The task ▸ Retype the lines of the records below without any change, starting at the line with "like [(273, 319)]." and ending with the line with "[(578, 284)]", both included.

(Records excerpted from a collection)
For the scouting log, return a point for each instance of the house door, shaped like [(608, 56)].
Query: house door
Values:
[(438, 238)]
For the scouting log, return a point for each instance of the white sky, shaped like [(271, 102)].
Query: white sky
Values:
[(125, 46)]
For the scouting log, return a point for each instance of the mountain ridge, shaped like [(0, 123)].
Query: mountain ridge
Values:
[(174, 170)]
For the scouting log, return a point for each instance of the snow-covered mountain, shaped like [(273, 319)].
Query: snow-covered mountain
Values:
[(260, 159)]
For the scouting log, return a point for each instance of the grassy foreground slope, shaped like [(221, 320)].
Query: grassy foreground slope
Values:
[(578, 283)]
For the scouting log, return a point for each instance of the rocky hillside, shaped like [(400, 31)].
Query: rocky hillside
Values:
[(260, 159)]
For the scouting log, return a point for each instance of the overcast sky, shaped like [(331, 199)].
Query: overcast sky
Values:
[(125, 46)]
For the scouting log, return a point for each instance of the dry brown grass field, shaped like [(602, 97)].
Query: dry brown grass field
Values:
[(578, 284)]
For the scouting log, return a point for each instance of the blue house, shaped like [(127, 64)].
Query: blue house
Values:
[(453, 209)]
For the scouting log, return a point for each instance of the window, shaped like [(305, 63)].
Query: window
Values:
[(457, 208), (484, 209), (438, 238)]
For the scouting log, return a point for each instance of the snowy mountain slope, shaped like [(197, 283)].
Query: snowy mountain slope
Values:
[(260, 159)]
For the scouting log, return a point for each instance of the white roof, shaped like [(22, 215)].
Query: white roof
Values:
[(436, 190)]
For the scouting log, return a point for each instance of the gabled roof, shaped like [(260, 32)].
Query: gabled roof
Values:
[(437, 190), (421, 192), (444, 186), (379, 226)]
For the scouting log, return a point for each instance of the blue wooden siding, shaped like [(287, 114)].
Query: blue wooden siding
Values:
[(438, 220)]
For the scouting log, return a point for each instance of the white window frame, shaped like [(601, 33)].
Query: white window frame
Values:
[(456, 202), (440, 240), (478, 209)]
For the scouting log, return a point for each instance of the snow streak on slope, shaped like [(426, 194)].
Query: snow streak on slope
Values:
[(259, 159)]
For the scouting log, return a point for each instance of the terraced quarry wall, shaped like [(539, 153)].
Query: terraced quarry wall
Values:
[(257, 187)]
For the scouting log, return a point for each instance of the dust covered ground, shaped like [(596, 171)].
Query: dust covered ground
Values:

Output for this task ▸
For the scouting log, return a point for each instance of the snow-covered mountain, shaped like [(273, 319)].
Query: snow-covered mountain
Values:
[(260, 159)]
For the scouting log, return a point for each instance of the grassy foreground slope, shaped like [(221, 320)].
Query: grassy foreground slope
Values:
[(578, 283)]
For the scouting log, return a point for each instance of the rocky hillside, shaped like [(400, 31)].
Query: rocky hillside
Values:
[(260, 159)]
For the scouting log, return a point for each instance of the overcast sky, shaped like [(331, 199)].
Query: overcast sky
Values:
[(125, 46)]
For the scouting log, return a point for each instance of the dry brown grass field, shaped like [(602, 97)].
Query: dry brown grass field
Values:
[(578, 284)]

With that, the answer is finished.